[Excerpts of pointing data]
■ ■ ■ ■
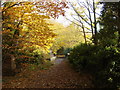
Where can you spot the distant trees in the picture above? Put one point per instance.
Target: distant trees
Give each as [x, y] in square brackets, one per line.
[85, 17]
[24, 23]
[110, 24]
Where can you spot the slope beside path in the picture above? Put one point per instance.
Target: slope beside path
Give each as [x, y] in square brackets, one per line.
[60, 75]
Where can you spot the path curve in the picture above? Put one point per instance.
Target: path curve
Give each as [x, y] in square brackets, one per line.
[60, 75]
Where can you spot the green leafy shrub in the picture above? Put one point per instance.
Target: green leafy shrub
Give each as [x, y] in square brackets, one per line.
[102, 63]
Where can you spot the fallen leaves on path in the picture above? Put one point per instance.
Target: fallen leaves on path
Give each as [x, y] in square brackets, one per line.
[57, 76]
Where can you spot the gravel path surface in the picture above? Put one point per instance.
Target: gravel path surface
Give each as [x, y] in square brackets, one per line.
[60, 75]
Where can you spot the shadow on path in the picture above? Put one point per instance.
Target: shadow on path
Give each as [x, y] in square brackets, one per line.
[60, 75]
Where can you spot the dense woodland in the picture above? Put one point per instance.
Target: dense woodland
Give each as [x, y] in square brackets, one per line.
[92, 39]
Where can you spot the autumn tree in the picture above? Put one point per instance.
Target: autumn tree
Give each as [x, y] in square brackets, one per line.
[110, 24]
[85, 17]
[25, 24]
■ ■ ■ ■
Written exercise:
Transcribe the complete set of entries verbatim. No pictures belong in the copy.

The result:
Where can you spot the distant trees in the picture above? Put one point per instance.
Target: distant trees
Give each as [x, y] in square brackets, one per line.
[85, 17]
[24, 23]
[110, 24]
Where can you spot the slope beside path in the picture above? Put one point per instance.
Target: slope beside path
Give each as [x, y] in square brackets, one per line.
[60, 75]
Where can you spot the path curve in the picture above? Put one point per instance.
Target: path curve
Give each as [x, y] in square brackets, one per line.
[60, 75]
Where can you spot the green leafy shrub in the picture above? Put one point per instance.
Target: green leafy shrub
Give each as [x, y] in square brackets, one per line.
[102, 63]
Where can you spot the fallen leaves on path in the picture above? Put one point per instance.
Target: fallen leaves on path
Give each as [x, y] in square brackets, one per line.
[57, 76]
Where can you spot the gravel path surface in the picture above? Put one point per instance.
Target: gravel path surface
Give each as [x, y] in square brackets, one per line.
[60, 75]
Where can you spot the shadow on path in the picture above? Put one point per instance.
Target: shadow on path
Give each as [x, y] in square brackets, one per line.
[60, 75]
Where can you spot the dense woodland in the picture above? Put one point per instance.
Target: dense woodland
Give each as [x, y] in square brackets, one per line.
[92, 39]
Where can you spot the autumn tree in the picture above? Put one point per instance.
Target: autumn tree
Give each as [x, y] in square brackets, one per line.
[110, 24]
[85, 17]
[25, 24]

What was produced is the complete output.